### TASK PROMPT
Count how many lines below contain the word "panel", then give that number alone.

### PROVIDED DATA
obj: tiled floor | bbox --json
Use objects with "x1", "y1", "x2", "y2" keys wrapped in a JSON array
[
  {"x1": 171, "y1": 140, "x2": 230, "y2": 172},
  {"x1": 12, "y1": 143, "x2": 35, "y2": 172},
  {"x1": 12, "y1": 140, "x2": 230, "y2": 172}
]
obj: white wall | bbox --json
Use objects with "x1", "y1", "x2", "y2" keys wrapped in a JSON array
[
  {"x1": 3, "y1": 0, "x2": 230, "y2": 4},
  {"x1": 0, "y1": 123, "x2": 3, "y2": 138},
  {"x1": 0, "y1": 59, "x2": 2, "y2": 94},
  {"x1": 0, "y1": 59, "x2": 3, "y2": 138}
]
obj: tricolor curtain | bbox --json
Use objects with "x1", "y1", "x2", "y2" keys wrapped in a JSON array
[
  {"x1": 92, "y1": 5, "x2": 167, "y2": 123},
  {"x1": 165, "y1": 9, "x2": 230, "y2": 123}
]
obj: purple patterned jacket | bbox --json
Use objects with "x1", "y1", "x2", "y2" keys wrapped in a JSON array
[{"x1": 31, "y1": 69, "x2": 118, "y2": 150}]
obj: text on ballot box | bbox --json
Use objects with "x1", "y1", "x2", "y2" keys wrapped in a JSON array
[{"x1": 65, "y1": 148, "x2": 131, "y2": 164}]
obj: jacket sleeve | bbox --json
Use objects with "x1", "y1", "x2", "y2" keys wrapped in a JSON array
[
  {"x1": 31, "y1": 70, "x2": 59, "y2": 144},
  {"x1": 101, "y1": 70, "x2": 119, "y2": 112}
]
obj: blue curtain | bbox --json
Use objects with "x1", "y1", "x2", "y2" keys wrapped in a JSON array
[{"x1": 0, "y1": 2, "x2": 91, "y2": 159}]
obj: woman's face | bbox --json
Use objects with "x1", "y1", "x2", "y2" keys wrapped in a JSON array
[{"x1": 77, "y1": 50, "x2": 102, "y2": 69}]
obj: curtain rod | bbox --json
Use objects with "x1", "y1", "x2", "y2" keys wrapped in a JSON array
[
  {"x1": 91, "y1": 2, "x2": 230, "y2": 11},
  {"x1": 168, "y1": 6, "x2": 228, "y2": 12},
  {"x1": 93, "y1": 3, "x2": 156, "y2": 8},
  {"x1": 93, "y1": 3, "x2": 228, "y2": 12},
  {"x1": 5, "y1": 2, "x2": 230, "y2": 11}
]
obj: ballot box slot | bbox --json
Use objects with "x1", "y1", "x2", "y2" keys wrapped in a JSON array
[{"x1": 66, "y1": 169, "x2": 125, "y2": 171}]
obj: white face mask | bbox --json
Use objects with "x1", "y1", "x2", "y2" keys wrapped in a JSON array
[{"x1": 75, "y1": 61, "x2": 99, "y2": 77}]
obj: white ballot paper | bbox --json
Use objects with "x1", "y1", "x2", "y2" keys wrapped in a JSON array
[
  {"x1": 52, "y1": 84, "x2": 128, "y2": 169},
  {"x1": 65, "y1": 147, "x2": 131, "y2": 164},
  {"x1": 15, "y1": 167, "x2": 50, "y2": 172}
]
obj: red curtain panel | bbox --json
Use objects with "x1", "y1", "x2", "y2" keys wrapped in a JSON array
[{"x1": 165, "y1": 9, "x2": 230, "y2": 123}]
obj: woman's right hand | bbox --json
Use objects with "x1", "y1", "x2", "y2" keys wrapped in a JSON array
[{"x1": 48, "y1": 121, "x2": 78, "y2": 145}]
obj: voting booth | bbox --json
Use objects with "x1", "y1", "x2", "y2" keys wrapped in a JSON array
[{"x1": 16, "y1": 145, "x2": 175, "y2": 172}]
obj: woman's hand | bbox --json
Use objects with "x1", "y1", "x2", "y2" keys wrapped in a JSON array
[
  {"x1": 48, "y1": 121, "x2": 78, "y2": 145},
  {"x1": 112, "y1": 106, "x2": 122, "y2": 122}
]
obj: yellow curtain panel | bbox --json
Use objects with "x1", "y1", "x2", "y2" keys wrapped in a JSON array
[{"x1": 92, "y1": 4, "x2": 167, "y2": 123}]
...
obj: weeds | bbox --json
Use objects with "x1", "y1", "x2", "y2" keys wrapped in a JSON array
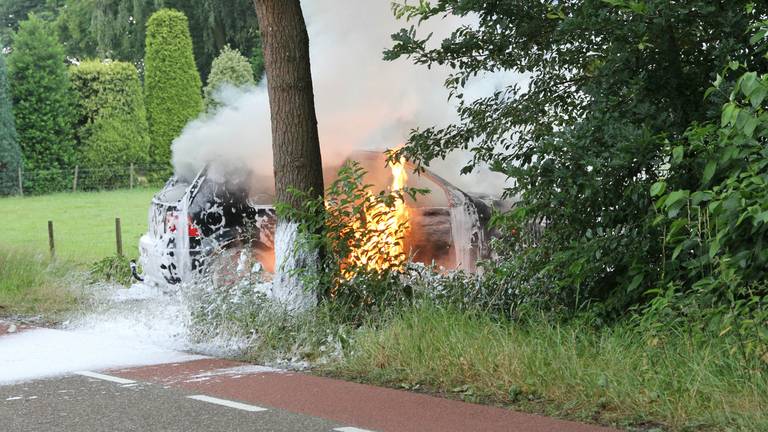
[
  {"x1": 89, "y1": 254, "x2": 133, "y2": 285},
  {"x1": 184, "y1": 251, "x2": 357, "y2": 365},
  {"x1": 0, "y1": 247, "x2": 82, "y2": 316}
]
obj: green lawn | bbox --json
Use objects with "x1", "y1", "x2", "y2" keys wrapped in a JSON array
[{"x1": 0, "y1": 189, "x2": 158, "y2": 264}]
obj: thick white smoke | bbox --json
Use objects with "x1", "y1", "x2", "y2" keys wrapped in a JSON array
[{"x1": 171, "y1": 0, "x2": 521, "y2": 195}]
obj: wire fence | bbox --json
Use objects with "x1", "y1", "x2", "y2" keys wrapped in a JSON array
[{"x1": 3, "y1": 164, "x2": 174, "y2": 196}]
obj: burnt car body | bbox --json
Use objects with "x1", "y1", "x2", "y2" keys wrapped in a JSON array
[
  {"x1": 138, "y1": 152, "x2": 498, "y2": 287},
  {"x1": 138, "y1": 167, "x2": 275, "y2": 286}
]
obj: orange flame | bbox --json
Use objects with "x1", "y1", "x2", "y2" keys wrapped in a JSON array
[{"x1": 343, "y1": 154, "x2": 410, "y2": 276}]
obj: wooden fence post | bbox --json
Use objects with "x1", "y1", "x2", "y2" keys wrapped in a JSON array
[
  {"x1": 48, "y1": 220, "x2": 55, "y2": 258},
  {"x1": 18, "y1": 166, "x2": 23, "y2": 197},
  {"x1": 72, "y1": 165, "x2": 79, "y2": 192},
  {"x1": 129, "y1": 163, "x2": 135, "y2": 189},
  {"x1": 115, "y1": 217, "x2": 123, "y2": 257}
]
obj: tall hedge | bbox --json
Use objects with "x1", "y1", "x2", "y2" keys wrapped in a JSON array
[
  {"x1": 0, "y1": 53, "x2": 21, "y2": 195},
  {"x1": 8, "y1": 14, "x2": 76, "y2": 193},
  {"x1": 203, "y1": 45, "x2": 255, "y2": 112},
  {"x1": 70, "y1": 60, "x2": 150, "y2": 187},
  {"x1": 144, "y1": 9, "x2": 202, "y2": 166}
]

### REPLY TO THE EXERCISE
2